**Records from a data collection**
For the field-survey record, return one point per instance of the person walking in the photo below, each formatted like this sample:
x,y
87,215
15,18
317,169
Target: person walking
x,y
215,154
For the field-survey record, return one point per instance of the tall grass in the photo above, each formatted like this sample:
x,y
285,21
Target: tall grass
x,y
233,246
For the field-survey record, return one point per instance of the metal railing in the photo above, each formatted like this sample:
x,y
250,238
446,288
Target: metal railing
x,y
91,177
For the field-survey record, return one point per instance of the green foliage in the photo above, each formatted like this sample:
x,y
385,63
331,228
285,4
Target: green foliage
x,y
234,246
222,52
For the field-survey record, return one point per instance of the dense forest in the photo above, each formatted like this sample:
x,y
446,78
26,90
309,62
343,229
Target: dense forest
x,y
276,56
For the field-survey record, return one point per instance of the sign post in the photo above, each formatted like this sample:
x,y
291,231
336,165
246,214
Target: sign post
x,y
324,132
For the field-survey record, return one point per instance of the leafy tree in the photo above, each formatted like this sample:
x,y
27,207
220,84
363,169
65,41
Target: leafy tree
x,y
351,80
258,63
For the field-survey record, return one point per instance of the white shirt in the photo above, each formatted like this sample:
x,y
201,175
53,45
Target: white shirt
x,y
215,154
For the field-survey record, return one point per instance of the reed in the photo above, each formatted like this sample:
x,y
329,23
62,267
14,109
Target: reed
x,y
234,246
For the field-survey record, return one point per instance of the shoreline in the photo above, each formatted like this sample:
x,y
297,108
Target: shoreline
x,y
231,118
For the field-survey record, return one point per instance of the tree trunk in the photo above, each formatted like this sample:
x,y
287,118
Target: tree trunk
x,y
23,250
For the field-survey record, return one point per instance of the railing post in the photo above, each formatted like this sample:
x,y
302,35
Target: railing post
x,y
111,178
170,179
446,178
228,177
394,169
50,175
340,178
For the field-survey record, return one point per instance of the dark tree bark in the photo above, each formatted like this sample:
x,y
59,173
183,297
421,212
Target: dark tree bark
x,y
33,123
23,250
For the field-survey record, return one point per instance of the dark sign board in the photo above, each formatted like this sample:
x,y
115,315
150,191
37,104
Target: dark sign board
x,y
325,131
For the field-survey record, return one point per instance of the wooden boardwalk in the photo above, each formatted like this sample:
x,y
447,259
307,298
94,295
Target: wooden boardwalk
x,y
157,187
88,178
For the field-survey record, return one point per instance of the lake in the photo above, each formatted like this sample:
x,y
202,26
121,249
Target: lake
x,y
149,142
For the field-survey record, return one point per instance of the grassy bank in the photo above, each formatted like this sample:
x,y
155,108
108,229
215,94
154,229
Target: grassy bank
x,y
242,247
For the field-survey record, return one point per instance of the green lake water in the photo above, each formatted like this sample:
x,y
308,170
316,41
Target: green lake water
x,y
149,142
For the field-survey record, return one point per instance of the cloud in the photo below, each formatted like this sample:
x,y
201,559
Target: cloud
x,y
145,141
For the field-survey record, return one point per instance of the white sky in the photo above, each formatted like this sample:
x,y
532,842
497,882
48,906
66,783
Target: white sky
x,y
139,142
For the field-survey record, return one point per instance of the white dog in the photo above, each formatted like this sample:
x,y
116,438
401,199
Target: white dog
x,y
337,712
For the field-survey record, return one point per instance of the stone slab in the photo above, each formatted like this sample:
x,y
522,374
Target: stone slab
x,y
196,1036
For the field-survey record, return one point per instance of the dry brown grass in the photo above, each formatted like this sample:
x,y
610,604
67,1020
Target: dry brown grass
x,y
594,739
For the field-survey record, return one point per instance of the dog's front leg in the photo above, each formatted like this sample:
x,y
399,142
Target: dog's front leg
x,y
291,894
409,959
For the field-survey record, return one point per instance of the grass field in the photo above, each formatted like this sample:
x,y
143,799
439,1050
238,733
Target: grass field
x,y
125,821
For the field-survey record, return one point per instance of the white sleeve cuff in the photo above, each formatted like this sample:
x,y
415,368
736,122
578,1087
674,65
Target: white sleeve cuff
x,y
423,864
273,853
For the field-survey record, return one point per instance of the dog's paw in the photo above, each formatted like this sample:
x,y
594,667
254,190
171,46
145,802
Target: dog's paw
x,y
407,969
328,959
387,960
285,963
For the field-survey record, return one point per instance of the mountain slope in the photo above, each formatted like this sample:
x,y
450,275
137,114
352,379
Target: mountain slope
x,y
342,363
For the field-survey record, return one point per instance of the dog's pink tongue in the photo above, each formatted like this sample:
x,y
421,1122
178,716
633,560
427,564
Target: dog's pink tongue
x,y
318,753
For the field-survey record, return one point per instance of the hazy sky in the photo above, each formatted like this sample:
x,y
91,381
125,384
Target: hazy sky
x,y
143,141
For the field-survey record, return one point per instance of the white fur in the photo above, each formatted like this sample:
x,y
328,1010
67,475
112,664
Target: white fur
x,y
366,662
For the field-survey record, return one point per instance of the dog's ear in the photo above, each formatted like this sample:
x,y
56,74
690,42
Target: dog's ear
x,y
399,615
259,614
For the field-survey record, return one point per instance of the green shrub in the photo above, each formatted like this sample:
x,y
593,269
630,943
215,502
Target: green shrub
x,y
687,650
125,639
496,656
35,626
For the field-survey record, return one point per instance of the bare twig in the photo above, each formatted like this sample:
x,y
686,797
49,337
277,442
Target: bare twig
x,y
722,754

**To do**
A line belongs in the answer if it contains the word "below"; copy every such line from the data above.

**Finished task**
For the field-survey record, return one point per instance of the person walking in the photo below, each formatted like this sample:
For the field-survey record, return one point per instance of the cloud in the photo below, each formatted like this sample:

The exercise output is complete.